§ **What you have to do**:
Copy out each line featuring the string "query" from the entries beneath.

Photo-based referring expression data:
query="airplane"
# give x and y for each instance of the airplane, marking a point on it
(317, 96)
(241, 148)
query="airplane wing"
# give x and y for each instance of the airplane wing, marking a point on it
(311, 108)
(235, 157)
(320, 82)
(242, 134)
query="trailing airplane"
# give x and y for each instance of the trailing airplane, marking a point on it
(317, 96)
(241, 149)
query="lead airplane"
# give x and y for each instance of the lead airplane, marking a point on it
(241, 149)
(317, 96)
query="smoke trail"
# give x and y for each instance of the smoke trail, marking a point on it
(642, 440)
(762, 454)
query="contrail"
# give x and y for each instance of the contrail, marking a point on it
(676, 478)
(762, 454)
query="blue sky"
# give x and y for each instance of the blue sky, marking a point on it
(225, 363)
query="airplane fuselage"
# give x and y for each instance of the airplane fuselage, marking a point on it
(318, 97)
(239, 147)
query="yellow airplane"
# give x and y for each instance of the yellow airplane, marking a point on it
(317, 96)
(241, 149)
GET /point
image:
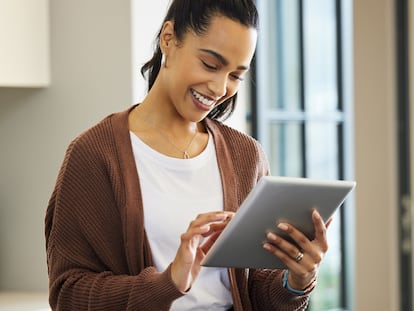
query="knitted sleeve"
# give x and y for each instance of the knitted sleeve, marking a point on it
(263, 289)
(87, 265)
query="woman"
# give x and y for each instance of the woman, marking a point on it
(142, 195)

§ **Answer to the problem**:
query="airplane"
query="airplane wing"
query="trailing airplane"
query="lead airplane"
query="smoke trail"
query="contrail"
query="blue sky"
query="airplane fuselage"
query="yellow airplane"
query="knitted sleeve"
query="woman"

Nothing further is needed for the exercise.